PROVIDED TEXT.
<<<<
A much-reviewed book grabbed me recently.

John Benton, Editor

Figure Image

It is The Rise of the Robots: Technology and the Threat of Mass Unemployment by Martin Ford*, a Silicon Valley software entrepreneur. His well-informed thesis is that any job which involves ‘routine’ can, with the astonishing advance in computer technology, be ‘learned’ by robots. They are set to become as available and as ordinary a sight as a motor car.

The idea that computers can only do what they are programmed to do is of course true at one level, but now computerised robots are programmed to learn. Things have moved on vastly since IBM’s ‘Deep Blue’ beat world champion Gary Kasparov at chess. The computer ‘Watson’ can win quizzes in which the answers are intuitive. ‘Eureqa’ has algorithms which can ‘do science’ – studying data and finding laws and equations. An artificial intelligence programme called ‘The Painting Fool’ can produce ‘original’ works of art.

Loss of jobs and Europe

So a House of Lords report from February 2015 estimated that 35% of UK jobs will fall victim to automation within 20 years. These jobs are not simply those of warehouse workers or those in service industries but the jobs of journalists, project managers, doctors, lawyers and more. Because of burgeoning technology, companies can make vast profits with far fewer staff. Whereas MacDonalds at present employs 1.8 million people worldwide, Google needs only 55,000. Robot factories have become so efficient as to undercut the lowest costs of Third World textile factory workers.
>>>>
RECORDS SHOWN.
<<<<
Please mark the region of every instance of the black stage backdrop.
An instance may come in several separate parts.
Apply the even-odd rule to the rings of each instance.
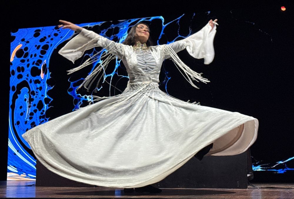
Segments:
[[[2,3],[0,180],[6,180],[7,171],[10,30],[56,25],[59,19],[79,24],[162,16],[167,22],[183,14],[195,13],[196,21],[201,27],[210,19],[218,19],[220,25],[215,39],[213,61],[208,65],[201,65],[198,61],[186,63],[188,65],[199,65],[196,70],[203,72],[203,76],[211,83],[198,84],[198,90],[183,78],[180,83],[171,82],[170,94],[184,100],[200,101],[202,106],[238,112],[257,118],[259,133],[251,148],[254,162],[269,163],[270,167],[294,156],[293,3],[280,1],[276,3],[204,3],[181,1],[178,4],[170,5],[169,1],[102,1]],[[281,10],[282,6],[286,7],[285,11]],[[186,52],[181,52],[179,56],[184,59]],[[51,72],[53,75],[54,71]],[[55,78],[58,78],[58,75]],[[195,93],[189,94],[194,92],[197,93],[196,98]],[[55,103],[54,106],[58,106],[58,102]],[[63,106],[63,113],[49,113],[56,117],[59,116],[58,114],[71,111],[71,105]],[[293,161],[286,162],[286,166],[281,164],[279,167],[269,169],[294,168]],[[256,171],[254,174],[253,181],[294,180],[293,170],[284,173]]]

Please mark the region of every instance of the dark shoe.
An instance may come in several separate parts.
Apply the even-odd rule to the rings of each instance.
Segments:
[[[194,155],[194,157],[199,160],[201,160],[203,158],[203,157],[204,155],[209,152],[209,150],[211,149],[213,145],[213,143],[212,143],[209,145],[207,146],[198,151],[197,153]]]
[[[160,189],[157,188],[150,185],[135,188],[136,192],[149,192],[149,193],[160,193],[162,191]]]
[[[124,193],[133,193],[134,188],[125,188],[123,189]]]

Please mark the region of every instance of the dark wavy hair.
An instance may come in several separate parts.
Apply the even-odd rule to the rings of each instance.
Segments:
[[[130,31],[128,33],[128,36],[126,38],[125,40],[123,42],[123,44],[128,45],[129,46],[133,46],[136,43],[136,40],[135,37],[136,36],[136,28],[140,24],[144,24],[147,26],[148,29],[149,30],[149,32],[150,33],[150,29],[149,28],[149,26],[148,24],[145,23],[140,22],[136,24],[132,27]],[[151,46],[153,45],[153,42],[152,40],[150,39],[150,36],[148,38],[148,40],[146,42],[146,45],[148,47]]]

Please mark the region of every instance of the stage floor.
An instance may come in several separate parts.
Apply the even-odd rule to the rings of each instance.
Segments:
[[[253,183],[247,189],[162,188],[158,194],[123,193],[122,189],[105,188],[42,187],[29,186],[35,181],[0,181],[0,198],[292,198],[294,184]]]

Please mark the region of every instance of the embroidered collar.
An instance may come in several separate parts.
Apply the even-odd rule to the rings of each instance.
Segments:
[[[136,43],[133,46],[134,50],[149,50],[149,48],[147,47],[146,43],[141,43],[140,42]]]

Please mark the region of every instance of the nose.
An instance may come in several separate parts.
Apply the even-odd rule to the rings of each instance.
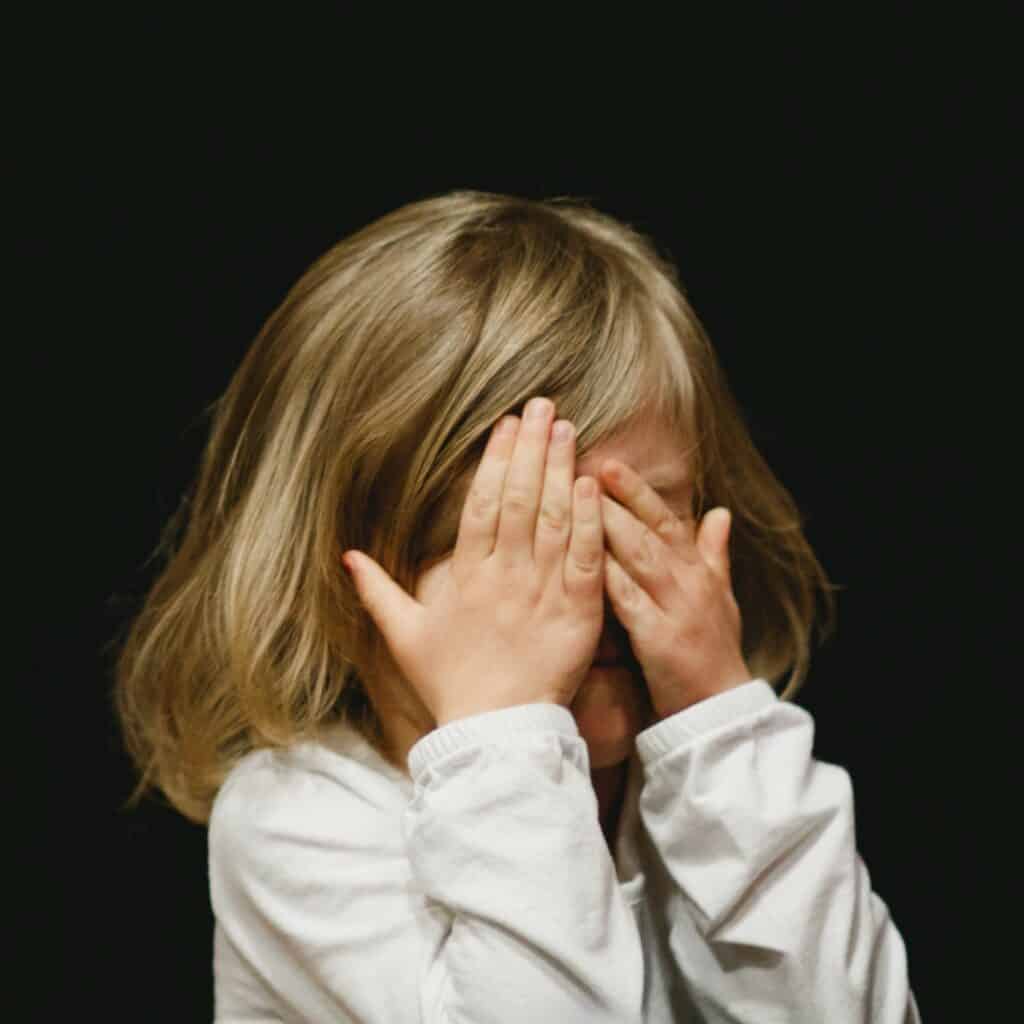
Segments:
[[[601,638],[598,642],[597,651],[594,654],[596,662],[616,662],[630,660],[633,657],[633,649],[630,646],[629,633],[626,627],[615,617],[611,610],[611,602],[607,595],[604,598],[604,628],[601,630]]]

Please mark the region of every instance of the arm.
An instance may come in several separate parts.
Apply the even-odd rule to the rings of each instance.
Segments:
[[[850,776],[812,758],[813,736],[756,679],[637,737],[641,819],[678,889],[673,955],[709,1022],[918,1024]]]
[[[428,967],[441,992],[429,1019],[639,1022],[640,936],[571,713],[461,719],[421,739],[409,766],[413,874],[451,923]]]

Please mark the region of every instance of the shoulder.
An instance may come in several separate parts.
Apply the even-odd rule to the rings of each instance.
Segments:
[[[361,754],[357,746],[355,753]],[[344,847],[400,849],[407,799],[400,779],[372,757],[303,742],[251,751],[221,785],[210,814],[211,867],[282,864]]]

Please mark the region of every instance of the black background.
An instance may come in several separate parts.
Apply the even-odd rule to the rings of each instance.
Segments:
[[[479,56],[436,99],[421,77],[384,95],[332,65],[314,117],[308,96],[276,92],[272,61],[254,59],[245,85],[183,90],[190,54],[154,71],[139,45],[87,98],[69,77],[59,117],[30,126],[36,310],[67,314],[35,354],[68,391],[45,418],[60,465],[45,482],[73,551],[55,557],[76,567],[69,621],[35,624],[31,683],[76,752],[52,776],[50,817],[56,987],[79,1013],[212,1018],[206,831],[158,802],[121,810],[133,779],[102,652],[153,578],[199,417],[325,249],[455,187],[586,197],[680,267],[756,442],[846,588],[798,702],[815,755],[853,778],[858,849],[924,1018],[987,992],[986,975],[967,979],[984,934],[969,918],[995,873],[978,847],[993,827],[979,759],[997,744],[979,734],[1005,688],[995,393],[1020,333],[996,311],[1011,276],[1002,30],[939,45],[908,22],[848,52],[805,28],[756,69],[699,87],[671,70],[631,89],[620,76],[600,95],[575,78],[499,101]],[[50,941],[44,923],[33,934]]]

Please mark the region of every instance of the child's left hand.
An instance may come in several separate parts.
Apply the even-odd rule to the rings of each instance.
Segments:
[[[712,509],[694,537],[629,466],[601,467],[605,589],[630,635],[658,720],[753,676],[732,593],[727,510]]]

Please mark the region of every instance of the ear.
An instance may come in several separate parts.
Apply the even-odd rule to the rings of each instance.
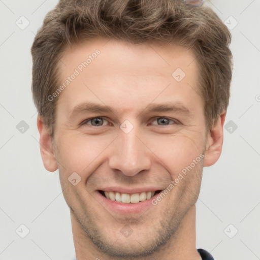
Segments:
[[[214,165],[220,156],[223,146],[223,126],[226,112],[221,114],[215,125],[209,130],[204,154],[204,166]]]
[[[43,165],[47,171],[54,172],[58,166],[52,147],[52,138],[39,115],[37,117],[37,127],[40,133],[40,149]]]

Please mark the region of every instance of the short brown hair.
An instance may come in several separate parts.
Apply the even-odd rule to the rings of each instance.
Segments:
[[[208,129],[226,111],[232,73],[231,35],[213,11],[181,0],[60,0],[46,16],[31,47],[33,99],[53,136],[58,62],[73,43],[99,37],[133,44],[170,42],[193,50]]]

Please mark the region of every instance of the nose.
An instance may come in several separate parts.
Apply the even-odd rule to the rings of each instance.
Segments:
[[[119,136],[113,143],[109,158],[111,169],[120,171],[127,176],[150,169],[151,152],[139,134],[136,127],[128,134],[119,129]]]

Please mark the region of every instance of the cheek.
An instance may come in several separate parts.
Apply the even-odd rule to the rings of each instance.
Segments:
[[[82,134],[60,135],[58,140],[59,161],[67,175],[76,172],[89,172],[86,169],[102,156],[102,152],[113,142],[114,137],[87,136]],[[63,169],[64,172],[64,169]]]
[[[202,156],[204,140],[199,135],[195,138],[190,133],[189,136],[161,136],[154,138],[156,141],[149,145],[152,147],[151,150],[159,159],[158,163],[162,162],[173,178],[189,166],[193,160],[201,159],[200,155]]]

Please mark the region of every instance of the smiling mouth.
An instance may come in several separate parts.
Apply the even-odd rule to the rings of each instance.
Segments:
[[[99,190],[104,197],[111,201],[114,201],[121,203],[138,203],[149,200],[151,198],[157,195],[161,190],[153,191],[143,191],[132,194],[120,193],[116,191],[104,191]]]

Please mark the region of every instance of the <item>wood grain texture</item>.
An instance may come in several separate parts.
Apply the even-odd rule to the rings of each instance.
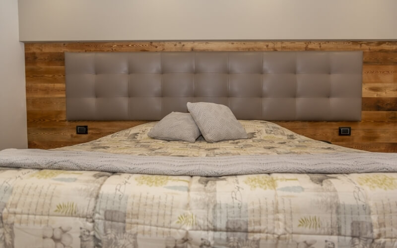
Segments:
[[[293,131],[355,149],[397,152],[397,41],[211,41],[26,43],[29,148],[50,149],[87,142],[145,121],[66,121],[65,52],[362,51],[362,121],[277,122]],[[89,134],[75,134],[76,125]],[[352,135],[338,135],[351,126]]]

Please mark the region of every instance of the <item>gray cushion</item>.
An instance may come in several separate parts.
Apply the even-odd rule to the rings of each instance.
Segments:
[[[188,103],[187,105],[207,142],[247,138],[247,132],[228,107],[211,103]]]
[[[190,114],[179,112],[167,115],[147,133],[147,136],[155,139],[190,142],[195,142],[200,135]]]

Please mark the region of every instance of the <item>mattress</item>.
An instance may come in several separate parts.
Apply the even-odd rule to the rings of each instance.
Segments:
[[[0,247],[397,247],[396,154],[385,154],[383,165],[359,164],[373,154],[314,140],[271,123],[241,122],[248,139],[154,140],[146,134],[155,124],[149,123],[46,152],[50,154],[40,155],[45,156],[41,160],[28,161],[28,155],[42,152],[32,151],[24,152],[28,156],[23,159],[14,156],[13,162],[5,162],[7,154],[21,151],[0,152]],[[343,161],[352,169],[374,169],[360,173],[150,175],[100,167],[85,171],[74,158],[53,159],[53,152],[132,160],[288,157],[298,160],[292,161],[297,166],[302,156],[338,161],[337,156],[347,154],[350,158]],[[78,170],[43,169],[60,168],[67,160]],[[277,166],[288,167],[283,163]]]

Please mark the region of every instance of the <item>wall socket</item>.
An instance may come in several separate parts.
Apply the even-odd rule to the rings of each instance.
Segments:
[[[76,133],[77,134],[88,134],[88,126],[87,125],[76,125]]]
[[[351,135],[351,127],[350,126],[339,126],[339,135]]]

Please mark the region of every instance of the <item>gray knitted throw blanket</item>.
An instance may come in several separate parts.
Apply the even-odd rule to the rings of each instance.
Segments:
[[[180,157],[8,149],[0,151],[0,167],[203,177],[276,173],[397,172],[397,153]]]

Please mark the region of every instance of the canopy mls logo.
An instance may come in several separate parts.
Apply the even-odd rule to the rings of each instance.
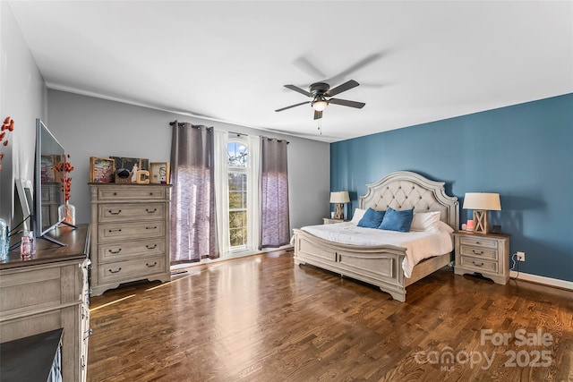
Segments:
[[[552,365],[551,350],[537,350],[532,347],[551,347],[553,344],[553,336],[550,333],[543,333],[541,328],[535,332],[527,332],[526,329],[517,329],[513,333],[493,332],[492,329],[482,329],[480,332],[480,345],[486,346],[488,344],[493,346],[527,346],[527,350],[507,350],[504,352],[506,368],[532,367],[547,368]],[[469,363],[470,369],[480,367],[483,370],[489,369],[495,360],[497,352],[488,354],[483,351],[465,350],[454,352],[449,346],[445,346],[441,351],[417,352],[415,359],[418,364],[438,364],[442,371],[448,371],[454,368],[456,364]]]

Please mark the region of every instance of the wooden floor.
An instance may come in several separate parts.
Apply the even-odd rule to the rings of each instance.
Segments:
[[[90,381],[573,381],[573,293],[448,267],[403,303],[256,255],[90,308]]]

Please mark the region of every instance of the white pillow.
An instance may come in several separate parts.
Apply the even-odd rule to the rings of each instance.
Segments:
[[[352,224],[355,225],[358,225],[358,222],[360,222],[360,219],[363,218],[365,213],[366,213],[365,209],[362,209],[362,208],[355,209],[355,215],[352,216],[352,220],[351,220]]]
[[[432,231],[437,229],[440,221],[440,211],[415,212],[410,231]]]

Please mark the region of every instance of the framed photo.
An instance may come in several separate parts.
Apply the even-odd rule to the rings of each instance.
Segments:
[[[151,162],[150,166],[152,183],[169,184],[169,162]]]
[[[133,172],[138,170],[150,171],[150,159],[142,157],[109,157],[115,161],[115,168],[117,170],[125,168]],[[135,168],[137,167],[137,168]]]
[[[111,183],[114,182],[115,161],[109,157],[90,157],[90,182]]]

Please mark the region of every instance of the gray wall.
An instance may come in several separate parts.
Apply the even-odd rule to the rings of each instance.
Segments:
[[[4,157],[0,170],[0,217],[11,225],[21,220],[14,182],[34,179],[36,118],[46,116],[46,98],[44,80],[12,9],[0,1],[0,118],[14,120],[10,143],[1,149]]]
[[[205,121],[146,107],[48,90],[47,127],[71,156],[70,202],[76,206],[76,221],[90,221],[90,157],[145,157],[169,161],[169,122],[189,122],[252,135],[286,139],[291,227],[321,224],[329,212],[330,149],[328,143]]]

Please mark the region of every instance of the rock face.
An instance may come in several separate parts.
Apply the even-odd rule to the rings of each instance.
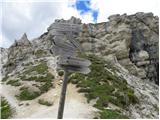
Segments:
[[[159,84],[158,17],[136,13],[108,19],[106,23],[83,25],[79,41],[84,50],[105,59],[116,57],[133,75]]]
[[[35,64],[42,59],[50,67],[55,65],[51,50],[54,38],[52,26],[59,22],[79,24],[83,29],[75,35],[75,39],[84,52],[100,56],[119,69],[117,74],[128,82],[139,98],[140,103],[129,106],[125,114],[129,118],[158,118],[158,17],[140,12],[134,15],[116,14],[108,19],[108,22],[83,24],[80,19],[71,17],[69,20],[55,20],[46,33],[32,41],[24,34],[10,48],[1,48],[3,76],[14,75],[15,71],[25,69],[23,64]]]

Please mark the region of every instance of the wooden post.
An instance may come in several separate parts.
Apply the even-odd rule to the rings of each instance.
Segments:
>>>>
REQUIREMENT 1.
According to the provided text, what share of UK jobs did the February 2015 House of Lords report estimate will fall victim to automation within 20 years?
REQUIREMENT 2.
From the provided text, extract the passage between "John Benton, Editor" and "a motor car.", inclusive, copying it word for word.

WORKED ANSWER 1.
35%

WORKED ANSWER 2.
John Benton, Editor

Figure Image

It is The Rise of the Robots: Technology and the Threat of Mass Unemployment by Martin Ford*, a Silicon Valley software entrepreneur. His well-informed thesis is that any job which involves ‘routine’ can, with the astonishing advance in computer technology, be ‘learned’ by robots. They are set to become as available and as ordinary a sight as a motor car.